BRIEF 1: Count the lines in the rows below that contain the string "seagull", and reply with that number only.

TEXT SEGMENT:
····················
A great example of revisionist and secularist influences on altering history involves George Washington. During his lifetime, no one seriously doubted he was a Christian. He was an Anglican, and he willingly said and affirmed the historic creeds of the church. On this tomb, his family inscribed Scripture about the resurrection. Washington died in 1799, and during the 1800s, no one seriously questioned his Christianity. It is commonly understood that at the beginning of the 1900s, George Washington was a Cian.
This article is based on the Robert J. Morgan podcast episode: George Washington: Deist or Christian? (Part 1). This version is edited for readability and is not a complete transcript. Listen to the Robert J. Morgan podcast for full context and subscribe with your favorite platform.
Exploring Washington’s Christian Roots
I believe it’s past time for us to celebrate the past – the biblical influences that helped create the United States of America. I’ve noticed that various other groups are pushing agendas to make sure that they include their contributions to American history and pass laws to that effect. Forces of secularism are teaching school children. At the same time, radical secularists are minimizing or erasing the contribution of Christians—the Biblical role in American history. American schools censor the Biblical message.
But no one can genuinely remove history and heritage, and trying to displace our national biblical history like trying to remove the pedestal from the Statue of Liberty. I’m convinced that had there been no Bible, there would be no America as we know it. The nation would not have been born as it was, if at all.
Not every founding father was a Christian, and not every Christian among them was perfect. None of them were. But the Word of God itself is perfect and infallible. It’s a mistake to minimize the foundational influence this Book of Books has had on the creation and sustaining of the new nation that was America.
The Life of George Washington
Now, to be perfectly candid, I genuinely do not know if George Washington was born again; if he was a genuinely saved man; if he had indeed placed his saving faith in God for salvation. Only God knows that. But in terms of his professed and demonstrated faith, he was Christian in his beliefs and convictions, and his Christian beliefs guided him in his character and conduct.
····················
PROVIDED DATA:
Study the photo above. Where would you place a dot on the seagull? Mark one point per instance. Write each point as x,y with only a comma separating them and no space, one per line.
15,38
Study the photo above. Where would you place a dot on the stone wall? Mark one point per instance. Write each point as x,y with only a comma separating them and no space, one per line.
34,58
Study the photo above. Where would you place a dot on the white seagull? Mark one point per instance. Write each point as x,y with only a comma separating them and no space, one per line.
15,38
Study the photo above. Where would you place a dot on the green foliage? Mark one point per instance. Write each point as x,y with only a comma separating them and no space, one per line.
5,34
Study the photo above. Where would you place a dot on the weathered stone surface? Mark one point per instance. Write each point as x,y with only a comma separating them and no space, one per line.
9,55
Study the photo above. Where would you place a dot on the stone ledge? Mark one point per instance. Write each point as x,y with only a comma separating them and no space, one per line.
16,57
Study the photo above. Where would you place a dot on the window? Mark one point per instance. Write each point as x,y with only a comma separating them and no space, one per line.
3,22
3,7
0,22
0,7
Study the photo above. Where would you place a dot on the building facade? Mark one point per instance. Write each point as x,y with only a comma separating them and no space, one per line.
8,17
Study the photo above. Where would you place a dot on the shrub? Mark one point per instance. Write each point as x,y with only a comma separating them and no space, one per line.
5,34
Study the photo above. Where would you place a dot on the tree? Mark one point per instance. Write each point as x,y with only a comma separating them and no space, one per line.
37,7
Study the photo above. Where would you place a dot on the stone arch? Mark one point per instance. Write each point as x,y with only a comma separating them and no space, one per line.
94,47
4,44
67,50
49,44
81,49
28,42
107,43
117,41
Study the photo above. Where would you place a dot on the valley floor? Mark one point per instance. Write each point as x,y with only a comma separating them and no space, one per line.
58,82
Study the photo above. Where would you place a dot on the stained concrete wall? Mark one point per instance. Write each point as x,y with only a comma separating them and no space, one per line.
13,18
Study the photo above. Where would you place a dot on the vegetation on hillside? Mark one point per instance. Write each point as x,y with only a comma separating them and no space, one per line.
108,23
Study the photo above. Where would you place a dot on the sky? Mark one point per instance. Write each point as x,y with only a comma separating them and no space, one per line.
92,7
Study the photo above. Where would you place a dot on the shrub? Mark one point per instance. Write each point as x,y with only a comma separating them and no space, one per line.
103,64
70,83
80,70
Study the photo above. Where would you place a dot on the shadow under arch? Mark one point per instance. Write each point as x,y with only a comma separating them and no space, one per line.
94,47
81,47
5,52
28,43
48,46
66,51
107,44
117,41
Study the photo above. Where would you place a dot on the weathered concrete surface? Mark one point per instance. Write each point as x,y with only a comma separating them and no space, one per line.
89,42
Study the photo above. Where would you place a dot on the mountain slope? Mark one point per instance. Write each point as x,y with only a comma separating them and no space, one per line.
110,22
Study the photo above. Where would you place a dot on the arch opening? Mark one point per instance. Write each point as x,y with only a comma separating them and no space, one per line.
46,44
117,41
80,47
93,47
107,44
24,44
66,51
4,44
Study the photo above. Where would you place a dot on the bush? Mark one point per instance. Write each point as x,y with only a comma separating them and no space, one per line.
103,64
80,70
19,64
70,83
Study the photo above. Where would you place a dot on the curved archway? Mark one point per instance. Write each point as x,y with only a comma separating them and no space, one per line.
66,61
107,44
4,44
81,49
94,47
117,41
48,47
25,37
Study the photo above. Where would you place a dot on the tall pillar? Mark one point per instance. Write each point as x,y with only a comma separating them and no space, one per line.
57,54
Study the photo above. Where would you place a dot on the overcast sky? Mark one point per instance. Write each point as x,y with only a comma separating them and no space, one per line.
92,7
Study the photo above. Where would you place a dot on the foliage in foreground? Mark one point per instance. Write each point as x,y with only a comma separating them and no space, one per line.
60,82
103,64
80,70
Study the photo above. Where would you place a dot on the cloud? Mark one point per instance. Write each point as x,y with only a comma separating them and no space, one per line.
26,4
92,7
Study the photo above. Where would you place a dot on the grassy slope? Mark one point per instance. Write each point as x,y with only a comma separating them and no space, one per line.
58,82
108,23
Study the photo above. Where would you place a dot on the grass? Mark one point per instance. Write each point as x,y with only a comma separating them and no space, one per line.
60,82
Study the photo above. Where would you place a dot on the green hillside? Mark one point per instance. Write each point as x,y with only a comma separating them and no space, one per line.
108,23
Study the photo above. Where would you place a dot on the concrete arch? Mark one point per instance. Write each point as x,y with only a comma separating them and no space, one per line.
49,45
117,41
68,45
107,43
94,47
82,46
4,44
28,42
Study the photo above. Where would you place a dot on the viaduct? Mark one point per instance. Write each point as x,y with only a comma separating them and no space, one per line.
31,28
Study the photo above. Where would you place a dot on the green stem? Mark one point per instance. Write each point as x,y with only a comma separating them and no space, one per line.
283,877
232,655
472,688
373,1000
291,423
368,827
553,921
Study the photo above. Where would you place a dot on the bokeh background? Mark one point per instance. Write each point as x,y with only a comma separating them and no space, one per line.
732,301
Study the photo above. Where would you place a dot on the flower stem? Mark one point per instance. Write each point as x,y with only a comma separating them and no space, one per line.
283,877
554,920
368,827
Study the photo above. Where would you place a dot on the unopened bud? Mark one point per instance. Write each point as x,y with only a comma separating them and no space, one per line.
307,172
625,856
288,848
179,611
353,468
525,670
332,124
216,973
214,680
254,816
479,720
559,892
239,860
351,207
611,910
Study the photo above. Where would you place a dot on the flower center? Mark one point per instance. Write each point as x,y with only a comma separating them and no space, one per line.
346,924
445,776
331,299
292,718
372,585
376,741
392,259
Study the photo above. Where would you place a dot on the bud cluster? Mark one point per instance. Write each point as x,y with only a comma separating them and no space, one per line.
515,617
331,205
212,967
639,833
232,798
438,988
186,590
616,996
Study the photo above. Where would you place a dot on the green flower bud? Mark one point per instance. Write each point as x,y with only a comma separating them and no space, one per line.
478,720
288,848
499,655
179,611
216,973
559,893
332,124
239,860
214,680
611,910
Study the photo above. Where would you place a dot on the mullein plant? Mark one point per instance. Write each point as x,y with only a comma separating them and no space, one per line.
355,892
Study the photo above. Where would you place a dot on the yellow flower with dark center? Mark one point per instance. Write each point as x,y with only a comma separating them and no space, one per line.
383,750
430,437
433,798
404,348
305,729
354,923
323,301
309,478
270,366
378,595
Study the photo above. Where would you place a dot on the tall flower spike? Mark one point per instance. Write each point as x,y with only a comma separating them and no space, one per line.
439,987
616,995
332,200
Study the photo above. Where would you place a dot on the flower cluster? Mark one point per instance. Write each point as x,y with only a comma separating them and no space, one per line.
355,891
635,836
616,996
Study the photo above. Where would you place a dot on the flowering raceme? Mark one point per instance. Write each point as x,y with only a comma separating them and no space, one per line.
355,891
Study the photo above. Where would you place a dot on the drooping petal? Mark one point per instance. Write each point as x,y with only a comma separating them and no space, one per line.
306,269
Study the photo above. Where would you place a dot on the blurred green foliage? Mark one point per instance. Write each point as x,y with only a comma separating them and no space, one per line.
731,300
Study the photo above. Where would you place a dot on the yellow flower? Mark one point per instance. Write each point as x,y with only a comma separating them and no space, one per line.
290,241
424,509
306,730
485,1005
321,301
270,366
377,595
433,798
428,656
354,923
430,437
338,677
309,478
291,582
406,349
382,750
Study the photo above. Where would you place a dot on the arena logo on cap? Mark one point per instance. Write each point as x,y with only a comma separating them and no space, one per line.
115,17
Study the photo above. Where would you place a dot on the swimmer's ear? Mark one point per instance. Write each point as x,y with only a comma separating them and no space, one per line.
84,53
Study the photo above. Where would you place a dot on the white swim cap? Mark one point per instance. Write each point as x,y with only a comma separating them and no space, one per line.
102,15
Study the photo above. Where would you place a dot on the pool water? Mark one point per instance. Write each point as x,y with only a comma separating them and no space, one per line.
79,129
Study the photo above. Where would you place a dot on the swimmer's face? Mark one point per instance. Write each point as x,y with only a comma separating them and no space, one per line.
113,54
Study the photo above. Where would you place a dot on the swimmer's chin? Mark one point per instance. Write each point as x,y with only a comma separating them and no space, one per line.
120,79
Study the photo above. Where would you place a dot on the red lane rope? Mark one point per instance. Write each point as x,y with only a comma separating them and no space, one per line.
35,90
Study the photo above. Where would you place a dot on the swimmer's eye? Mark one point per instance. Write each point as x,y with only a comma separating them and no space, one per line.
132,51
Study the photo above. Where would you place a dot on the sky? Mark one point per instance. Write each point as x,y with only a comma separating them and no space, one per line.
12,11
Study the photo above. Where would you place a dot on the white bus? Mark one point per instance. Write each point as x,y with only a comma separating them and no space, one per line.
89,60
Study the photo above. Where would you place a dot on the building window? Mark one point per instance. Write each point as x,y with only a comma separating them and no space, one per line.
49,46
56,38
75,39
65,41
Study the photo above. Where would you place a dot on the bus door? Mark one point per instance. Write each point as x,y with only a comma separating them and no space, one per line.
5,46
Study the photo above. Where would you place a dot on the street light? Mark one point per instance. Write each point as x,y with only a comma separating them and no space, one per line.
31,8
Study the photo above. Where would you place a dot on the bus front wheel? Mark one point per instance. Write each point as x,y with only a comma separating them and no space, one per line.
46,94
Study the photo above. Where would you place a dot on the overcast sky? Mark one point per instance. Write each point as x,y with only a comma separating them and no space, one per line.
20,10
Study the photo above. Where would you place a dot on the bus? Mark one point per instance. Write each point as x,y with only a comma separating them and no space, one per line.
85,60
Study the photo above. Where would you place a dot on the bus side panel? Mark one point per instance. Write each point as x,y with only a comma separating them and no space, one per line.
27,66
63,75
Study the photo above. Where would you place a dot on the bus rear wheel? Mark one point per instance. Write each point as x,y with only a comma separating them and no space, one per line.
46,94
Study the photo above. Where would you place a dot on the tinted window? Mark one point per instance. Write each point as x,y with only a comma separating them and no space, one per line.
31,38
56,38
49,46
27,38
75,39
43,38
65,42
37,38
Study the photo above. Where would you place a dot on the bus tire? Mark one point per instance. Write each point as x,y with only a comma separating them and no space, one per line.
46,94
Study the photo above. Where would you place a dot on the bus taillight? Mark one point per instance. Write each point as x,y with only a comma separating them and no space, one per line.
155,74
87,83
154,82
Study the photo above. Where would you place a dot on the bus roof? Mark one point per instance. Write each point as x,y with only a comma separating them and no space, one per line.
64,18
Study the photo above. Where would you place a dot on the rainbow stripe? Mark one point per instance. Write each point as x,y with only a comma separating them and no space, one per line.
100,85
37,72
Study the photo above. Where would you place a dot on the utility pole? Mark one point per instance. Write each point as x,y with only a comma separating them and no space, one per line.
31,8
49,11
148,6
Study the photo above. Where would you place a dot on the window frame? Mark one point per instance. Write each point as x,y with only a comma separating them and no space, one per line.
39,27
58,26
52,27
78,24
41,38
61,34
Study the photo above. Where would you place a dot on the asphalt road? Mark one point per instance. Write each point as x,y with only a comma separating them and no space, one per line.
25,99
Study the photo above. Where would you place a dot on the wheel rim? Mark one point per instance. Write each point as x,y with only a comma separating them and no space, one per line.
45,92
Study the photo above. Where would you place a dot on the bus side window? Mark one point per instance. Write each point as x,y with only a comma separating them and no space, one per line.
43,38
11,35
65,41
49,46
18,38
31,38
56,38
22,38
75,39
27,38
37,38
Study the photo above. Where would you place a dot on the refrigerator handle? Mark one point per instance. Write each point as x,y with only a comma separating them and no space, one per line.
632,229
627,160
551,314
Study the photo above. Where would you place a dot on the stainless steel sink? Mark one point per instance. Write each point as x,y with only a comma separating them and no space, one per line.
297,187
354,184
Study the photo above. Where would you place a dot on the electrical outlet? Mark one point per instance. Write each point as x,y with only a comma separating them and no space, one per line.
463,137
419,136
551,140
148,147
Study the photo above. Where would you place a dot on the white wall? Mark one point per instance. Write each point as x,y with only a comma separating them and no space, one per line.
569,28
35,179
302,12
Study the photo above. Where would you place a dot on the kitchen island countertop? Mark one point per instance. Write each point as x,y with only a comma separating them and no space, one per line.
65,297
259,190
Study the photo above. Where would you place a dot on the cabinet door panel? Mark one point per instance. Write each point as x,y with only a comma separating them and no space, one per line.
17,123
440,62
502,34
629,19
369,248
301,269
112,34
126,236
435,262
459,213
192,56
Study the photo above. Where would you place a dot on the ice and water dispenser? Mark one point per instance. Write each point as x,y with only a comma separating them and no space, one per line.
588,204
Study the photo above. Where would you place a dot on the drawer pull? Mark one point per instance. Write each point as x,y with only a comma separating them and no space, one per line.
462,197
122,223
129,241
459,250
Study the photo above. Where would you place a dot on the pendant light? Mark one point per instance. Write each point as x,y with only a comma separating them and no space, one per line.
····················
BRIEF 2: According to the article above on George Washington's faith, what church did Washington belong to?

WRITTEN REPLY 1: 2

WRITTEN REPLY 2: Washington was an Anglican.